(Tasks to complete)
a. Translate this sentence from the forum thread on the Ring poem into Spanish: "So the Ring Frodo receives is the whole thing."
b. Reproduce everything in the forum thread on the Ring poem from "## Bill the" down to "the whole thing.".

(Text section)
▽

# The poem of the rings



## Theodopolis (Jan 9, 2002)

Three Rings for the Elven-kings under the sky,
Seven for the Dwarf-lords in their halls of stone,
Nine for Mortal Men doomed to die,
One for the Dark Lord on his dark throne,
In the Land of Mordor where the Shadows lie.
One Ring to rule them all, One Ring to find them,
One ring to bring them all and in the darkness bind them
In the land of Mordor where the Shadows lie.

Question 1. It has the line " One for the Dark Lord on his dark throne."
Which is that ring if it has "One Ring to rule them all?"

Question 2. Do the Seven Dwarf-Lords who received rings pose any significance?

Question 3. Is the One Ring that Frodo receives just the "One Ring to rule them all?" or the whole sentence:" One Ring to rule them all, One Ring to find them, One Ring to bring them all and in the darkness bind them?"


----------



## Bill the Pony (Jan 9, 2002)

Question 1 & 3
As far as I see it, the last five lines of the poem are about the same 'One Ring', so the one ring is for the Dark Lord, it rules them all, finds them all and binds them in the darkness.
So the Ring Frodo receives is the whole thing.

Question 2
I don't know if the dwarf lords who owned the rings played any part in the history before LOTR starts, but at the time LOTR starts, if I remember right all rings were lost to the dwarves. Some were comsumed by dragons, and the rest was in the hands of Sauron.

New Question: Does anyone know what Sauron did with those Dwarven Rings?


----------



## Centin (Jan 9, 2002)

*Dwarf rings*

The seven rings given to the Dwarves had no real effect on them, Sauron's attempt to corrupt them failed. 

It only made them love gems, gold, etc. more.


----------



## Gamil Zirak (Apr 7, 2002)

△

(Excerpted records)
▽

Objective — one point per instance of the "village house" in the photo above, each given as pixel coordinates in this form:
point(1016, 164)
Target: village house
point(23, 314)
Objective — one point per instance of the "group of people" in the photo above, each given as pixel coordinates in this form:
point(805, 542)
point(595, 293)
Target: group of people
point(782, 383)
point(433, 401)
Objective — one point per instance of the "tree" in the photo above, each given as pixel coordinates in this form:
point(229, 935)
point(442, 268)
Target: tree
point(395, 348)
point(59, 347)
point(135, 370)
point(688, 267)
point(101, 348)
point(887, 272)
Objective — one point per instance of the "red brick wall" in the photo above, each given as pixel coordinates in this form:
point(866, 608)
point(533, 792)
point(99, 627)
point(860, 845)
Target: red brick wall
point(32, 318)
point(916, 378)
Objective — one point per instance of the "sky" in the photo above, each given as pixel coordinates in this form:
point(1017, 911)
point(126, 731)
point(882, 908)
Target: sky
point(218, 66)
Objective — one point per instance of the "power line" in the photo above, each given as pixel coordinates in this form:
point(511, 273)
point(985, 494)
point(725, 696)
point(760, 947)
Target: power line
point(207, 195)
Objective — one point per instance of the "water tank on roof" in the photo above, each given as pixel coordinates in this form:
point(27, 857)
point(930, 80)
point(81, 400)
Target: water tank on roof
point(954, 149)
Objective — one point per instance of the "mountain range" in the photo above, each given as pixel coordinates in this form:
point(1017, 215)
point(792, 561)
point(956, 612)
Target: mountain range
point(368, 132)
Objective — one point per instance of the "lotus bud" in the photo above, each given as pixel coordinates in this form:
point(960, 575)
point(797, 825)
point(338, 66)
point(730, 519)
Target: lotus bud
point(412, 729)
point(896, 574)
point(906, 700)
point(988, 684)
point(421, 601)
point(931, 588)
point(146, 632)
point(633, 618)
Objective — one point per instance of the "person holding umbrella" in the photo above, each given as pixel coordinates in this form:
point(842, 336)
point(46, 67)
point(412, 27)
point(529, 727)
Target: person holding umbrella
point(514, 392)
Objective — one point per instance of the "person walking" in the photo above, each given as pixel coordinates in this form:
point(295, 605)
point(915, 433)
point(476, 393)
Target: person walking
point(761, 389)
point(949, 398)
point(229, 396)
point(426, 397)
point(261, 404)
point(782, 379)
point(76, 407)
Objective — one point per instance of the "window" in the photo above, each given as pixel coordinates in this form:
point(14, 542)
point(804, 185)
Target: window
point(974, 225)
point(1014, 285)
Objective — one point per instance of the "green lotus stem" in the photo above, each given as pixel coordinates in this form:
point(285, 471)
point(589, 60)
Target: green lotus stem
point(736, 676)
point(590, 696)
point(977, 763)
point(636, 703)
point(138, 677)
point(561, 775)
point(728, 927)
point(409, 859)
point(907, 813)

△

(Outputs in order)
a. Así que el Anillo que recibe Frodo es todo el conjunto.

b.
## Bill the Pony (Jan 9, 2002)

Question 1 & 3
As far as I see it, the last five lines of the poem are about the same 'One Ring', so the one ring is for the Dark Lord, it rules them all, finds them all and binds them in the darkness.
So the Ring Frodo receives is the whole thing.